• PASSAGE FOR REVIEW:

|---|

NEW YORK — Gov. Chris Christie has some advice for President Trump's press secretary: "Don't bring up Hitler. Ever."

White House press secretary Sean Spicer was criticized Tuesday after he brought up Adolf Hitler when speaking about Syrian President Bashar Assad's alleged use of chemical weapons, saying that Hitler "didn't even sink to using chemical weapons."

Christie on Wednesday told the hosts of "Fox and Friends" on Fox News Channel that his general rule for anyone in public life is "don't bring up Hitler. Ever. There's no winning.  There's no winning in bringing up Hitler. Write that down. It's very important."

Christie said he was happy Spicer apologized but said that "given all that experience, you should know better."

Christie also bashed United Airlines following an imbroglio with a passenger on an overbooked flight Sunday. Christie on Tuesday joined lawmakers in calling for airlines and regulators to end the practice.

|---|

• DATA FOR REVIEW:
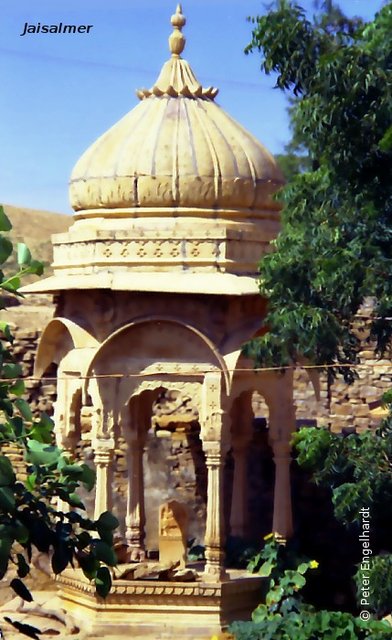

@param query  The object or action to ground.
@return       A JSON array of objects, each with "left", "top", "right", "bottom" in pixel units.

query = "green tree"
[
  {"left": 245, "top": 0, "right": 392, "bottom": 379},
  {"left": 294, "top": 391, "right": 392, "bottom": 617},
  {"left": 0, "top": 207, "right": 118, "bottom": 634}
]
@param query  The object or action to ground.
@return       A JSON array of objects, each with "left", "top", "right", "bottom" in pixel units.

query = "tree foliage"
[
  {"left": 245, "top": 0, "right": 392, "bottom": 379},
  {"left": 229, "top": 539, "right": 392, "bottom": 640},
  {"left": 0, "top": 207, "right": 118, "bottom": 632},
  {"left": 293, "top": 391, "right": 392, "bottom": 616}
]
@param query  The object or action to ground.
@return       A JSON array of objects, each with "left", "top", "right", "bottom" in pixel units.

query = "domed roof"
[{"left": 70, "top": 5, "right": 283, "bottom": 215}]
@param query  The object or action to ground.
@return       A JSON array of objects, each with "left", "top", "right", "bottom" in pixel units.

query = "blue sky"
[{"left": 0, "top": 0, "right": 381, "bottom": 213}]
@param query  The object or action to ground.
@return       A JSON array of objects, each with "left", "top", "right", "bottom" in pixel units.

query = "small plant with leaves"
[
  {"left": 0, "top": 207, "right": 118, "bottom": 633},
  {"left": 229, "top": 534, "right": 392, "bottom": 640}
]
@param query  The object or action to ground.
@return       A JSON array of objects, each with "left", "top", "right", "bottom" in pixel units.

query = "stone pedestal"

|---|

• TASK INSTRUCTIONS: Continue the news article about Chris Christie's comments on Sean Spicer and United Airlines, picking up right after its final sentence.

• EXERCISE RESPONSE:
The governor sent a letter to U.S. Transportation Secretary Elaine Chao on Tuesday asking that rules allowing airlines to overbook flights be suspended.

He called Sunday's incident aboard a plane in Chicago, a video of which went viral, "typical" of the attitude of United Airlines, which he said flies 70 percent of their flights in and out of Newark Liberty International Airport. He blamed the airline's attitude on the merger of Continental Airlines.

"When I buy a ticket and then I check in and I'm assigned a seat I expect that if I'm boarded onto the plane, I'm going to stay on the plane," he said on Fox News Channel. "To do what they did, everybody who flies knows that United is awful."

He said that United uses their domination of Newark flights to their advantage, which is why the airline overbooks flights.

"I could fill a book with all the complaints I have about United Airlines from constituents," the governor said in a separate appearance on CNN. "With United, the customer is always last."

United is the airline whose parent company had to pay federal regulators $2.4 million to settle charges related to the company providing Christie ally David Samson, the then-chairman of the Port Authority of New York and New Jersey, special flights between Newark and South Carolina, where Samson has a second home.

Samson last year pleaded guilty to bribery and United paid $2.25 million to avoid prosecution. Last month he was sentenced to four years probation.